*** Opening of DATA UNDER STUDY ***

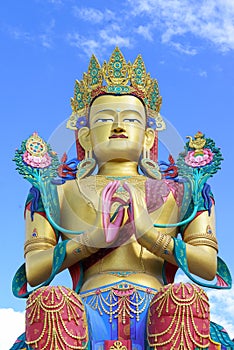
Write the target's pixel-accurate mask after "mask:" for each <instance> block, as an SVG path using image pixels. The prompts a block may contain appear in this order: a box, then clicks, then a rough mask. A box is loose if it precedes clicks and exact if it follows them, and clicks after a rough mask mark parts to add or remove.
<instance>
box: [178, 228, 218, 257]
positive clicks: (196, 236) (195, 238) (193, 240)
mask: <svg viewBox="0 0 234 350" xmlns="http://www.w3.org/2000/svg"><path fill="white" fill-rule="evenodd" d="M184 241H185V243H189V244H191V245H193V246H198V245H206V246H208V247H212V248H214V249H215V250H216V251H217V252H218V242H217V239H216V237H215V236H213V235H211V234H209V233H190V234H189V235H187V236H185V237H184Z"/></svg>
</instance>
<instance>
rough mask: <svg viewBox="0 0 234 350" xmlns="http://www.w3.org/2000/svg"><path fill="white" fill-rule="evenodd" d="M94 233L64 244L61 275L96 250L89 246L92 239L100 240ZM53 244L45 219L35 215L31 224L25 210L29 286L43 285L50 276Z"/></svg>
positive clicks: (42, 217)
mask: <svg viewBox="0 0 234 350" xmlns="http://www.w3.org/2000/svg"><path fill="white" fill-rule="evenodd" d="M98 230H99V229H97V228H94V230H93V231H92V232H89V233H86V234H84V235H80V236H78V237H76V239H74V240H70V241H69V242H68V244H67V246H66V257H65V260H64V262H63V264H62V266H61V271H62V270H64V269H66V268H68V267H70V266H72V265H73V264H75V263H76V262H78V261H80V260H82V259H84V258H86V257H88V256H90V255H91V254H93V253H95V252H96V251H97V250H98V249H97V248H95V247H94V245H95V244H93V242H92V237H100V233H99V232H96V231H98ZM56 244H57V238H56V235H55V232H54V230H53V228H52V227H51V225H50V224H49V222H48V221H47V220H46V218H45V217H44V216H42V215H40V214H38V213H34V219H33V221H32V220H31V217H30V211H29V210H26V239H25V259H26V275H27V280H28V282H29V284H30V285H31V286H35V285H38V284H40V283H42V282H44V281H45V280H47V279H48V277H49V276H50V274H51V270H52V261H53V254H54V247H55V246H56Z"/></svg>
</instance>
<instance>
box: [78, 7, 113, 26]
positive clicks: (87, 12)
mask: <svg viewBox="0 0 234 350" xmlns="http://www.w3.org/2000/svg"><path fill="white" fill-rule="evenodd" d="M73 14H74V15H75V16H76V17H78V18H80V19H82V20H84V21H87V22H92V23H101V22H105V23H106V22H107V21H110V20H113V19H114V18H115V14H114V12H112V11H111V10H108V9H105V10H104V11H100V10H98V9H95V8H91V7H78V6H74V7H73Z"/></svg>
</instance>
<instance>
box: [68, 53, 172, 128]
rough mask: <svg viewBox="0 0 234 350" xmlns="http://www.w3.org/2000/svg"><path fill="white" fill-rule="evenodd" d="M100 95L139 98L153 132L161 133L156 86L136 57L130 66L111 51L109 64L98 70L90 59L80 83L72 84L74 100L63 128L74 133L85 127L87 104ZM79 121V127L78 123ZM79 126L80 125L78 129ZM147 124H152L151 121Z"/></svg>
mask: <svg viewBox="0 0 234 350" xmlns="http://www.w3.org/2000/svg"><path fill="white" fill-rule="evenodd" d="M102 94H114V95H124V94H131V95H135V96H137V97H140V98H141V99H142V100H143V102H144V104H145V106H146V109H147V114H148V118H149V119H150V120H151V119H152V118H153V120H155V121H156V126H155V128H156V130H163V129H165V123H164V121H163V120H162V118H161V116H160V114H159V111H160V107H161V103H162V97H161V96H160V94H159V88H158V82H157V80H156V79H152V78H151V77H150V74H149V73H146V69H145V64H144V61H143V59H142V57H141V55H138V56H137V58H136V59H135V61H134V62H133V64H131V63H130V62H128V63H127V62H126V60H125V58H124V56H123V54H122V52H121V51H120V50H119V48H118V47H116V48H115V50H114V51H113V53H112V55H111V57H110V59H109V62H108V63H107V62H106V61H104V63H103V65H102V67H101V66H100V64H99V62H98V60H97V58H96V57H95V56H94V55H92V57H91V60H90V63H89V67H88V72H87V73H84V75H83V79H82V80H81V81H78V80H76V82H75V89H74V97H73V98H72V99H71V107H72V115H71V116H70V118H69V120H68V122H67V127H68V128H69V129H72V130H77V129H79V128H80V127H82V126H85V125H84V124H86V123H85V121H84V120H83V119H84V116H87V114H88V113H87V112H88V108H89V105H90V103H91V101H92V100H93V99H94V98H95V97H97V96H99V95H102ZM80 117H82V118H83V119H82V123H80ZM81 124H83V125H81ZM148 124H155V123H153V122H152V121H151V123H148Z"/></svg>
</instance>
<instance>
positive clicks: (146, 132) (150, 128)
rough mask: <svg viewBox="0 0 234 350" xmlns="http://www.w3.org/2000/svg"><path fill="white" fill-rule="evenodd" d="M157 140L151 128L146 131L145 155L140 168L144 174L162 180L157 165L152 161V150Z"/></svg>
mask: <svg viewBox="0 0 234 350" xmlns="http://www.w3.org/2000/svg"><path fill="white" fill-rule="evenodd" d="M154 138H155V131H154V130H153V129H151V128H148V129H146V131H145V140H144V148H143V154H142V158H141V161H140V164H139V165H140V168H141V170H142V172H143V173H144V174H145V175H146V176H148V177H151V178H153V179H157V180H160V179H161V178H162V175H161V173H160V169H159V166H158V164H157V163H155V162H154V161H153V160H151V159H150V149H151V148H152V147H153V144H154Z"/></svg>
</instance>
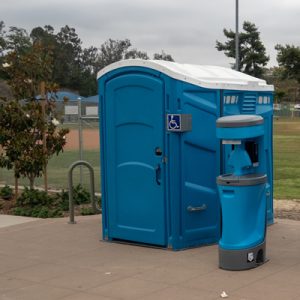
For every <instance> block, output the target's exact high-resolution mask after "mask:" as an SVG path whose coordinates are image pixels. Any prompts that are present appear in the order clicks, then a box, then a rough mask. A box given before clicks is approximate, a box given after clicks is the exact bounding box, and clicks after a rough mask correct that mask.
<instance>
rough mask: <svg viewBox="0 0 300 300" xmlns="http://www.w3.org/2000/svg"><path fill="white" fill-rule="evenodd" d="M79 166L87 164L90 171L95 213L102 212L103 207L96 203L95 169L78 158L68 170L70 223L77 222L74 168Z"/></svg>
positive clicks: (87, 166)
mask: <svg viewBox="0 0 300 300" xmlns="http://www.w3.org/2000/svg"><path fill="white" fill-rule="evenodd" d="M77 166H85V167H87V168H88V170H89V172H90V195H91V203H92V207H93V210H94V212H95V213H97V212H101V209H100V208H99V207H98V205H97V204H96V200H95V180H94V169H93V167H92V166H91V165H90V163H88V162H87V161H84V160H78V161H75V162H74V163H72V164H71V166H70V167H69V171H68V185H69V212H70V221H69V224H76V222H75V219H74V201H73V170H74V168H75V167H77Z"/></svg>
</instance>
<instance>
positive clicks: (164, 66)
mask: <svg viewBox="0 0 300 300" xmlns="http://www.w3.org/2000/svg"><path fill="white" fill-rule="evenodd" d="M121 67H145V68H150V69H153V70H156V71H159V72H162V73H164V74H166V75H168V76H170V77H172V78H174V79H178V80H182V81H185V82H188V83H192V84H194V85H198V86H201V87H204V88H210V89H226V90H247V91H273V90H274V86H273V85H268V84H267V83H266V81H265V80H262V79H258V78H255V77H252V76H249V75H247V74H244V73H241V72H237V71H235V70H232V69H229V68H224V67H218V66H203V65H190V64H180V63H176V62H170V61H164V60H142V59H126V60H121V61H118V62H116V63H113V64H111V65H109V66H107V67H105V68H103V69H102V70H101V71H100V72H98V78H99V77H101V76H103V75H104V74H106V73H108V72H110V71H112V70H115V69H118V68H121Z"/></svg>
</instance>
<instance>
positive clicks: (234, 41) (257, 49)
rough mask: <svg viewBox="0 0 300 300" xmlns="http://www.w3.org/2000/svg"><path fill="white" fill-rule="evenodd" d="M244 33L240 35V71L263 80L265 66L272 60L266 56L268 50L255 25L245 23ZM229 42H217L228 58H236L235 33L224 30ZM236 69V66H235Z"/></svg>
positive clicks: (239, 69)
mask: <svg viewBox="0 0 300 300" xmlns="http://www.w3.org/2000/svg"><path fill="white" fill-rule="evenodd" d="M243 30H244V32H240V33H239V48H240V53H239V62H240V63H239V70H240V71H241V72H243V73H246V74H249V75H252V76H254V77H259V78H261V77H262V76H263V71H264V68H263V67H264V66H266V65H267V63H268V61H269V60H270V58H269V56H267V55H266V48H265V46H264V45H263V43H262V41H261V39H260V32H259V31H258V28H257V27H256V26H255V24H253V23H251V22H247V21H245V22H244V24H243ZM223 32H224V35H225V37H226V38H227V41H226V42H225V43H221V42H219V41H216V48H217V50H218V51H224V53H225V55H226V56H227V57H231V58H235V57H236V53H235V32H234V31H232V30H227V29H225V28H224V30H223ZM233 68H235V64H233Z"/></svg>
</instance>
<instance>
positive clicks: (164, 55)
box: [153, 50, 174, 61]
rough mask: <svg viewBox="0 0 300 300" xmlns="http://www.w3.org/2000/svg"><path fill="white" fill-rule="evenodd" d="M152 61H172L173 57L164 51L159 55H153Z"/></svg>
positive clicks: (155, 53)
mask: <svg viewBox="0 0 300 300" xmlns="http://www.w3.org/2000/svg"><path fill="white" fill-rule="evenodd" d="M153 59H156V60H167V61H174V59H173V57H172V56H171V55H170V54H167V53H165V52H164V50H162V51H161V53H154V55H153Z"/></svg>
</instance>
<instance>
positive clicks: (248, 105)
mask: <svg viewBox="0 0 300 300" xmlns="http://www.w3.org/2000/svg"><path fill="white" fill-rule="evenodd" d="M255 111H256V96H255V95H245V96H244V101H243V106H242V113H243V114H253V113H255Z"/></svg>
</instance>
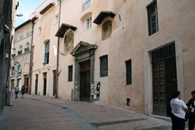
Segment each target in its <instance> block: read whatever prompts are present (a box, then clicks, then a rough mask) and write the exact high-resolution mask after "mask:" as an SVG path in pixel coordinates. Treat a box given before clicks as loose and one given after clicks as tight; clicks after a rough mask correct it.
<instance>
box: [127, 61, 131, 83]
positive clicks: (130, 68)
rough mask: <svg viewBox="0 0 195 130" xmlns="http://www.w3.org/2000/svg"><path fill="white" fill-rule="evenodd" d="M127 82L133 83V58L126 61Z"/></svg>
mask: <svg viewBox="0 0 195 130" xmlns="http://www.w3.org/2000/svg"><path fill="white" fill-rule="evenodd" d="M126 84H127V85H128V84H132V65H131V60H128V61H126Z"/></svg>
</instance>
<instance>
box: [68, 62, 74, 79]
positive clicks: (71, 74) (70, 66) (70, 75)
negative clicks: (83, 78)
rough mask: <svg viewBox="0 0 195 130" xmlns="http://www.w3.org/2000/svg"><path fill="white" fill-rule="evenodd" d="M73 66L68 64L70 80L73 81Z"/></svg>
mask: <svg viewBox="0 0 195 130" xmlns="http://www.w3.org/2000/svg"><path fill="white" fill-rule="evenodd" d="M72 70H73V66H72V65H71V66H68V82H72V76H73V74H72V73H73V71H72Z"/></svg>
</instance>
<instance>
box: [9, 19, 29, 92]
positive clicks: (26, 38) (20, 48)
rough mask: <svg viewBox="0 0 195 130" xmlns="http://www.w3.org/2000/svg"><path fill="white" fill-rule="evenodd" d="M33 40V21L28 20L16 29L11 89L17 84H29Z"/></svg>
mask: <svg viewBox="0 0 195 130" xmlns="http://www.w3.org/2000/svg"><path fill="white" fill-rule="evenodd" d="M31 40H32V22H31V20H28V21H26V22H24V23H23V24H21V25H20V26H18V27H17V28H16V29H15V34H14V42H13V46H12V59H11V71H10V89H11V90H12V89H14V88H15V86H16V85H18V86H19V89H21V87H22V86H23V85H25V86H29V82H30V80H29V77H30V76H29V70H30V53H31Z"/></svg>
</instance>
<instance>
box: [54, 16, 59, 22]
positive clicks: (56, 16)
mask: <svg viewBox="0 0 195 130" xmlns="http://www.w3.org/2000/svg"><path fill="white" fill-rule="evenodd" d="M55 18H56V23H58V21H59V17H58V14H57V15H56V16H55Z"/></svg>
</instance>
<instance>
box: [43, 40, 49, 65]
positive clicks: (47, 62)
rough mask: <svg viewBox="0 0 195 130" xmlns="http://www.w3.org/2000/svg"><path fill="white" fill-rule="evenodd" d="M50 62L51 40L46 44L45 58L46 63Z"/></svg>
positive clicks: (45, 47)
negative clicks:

*** Close of DATA UNDER STUDY ***

> [WHAT YOU ARE ASKED TO DO] Give the count, and only the count, of lines in these records that hold the string "prompts".

> [TASK OUTPUT] 3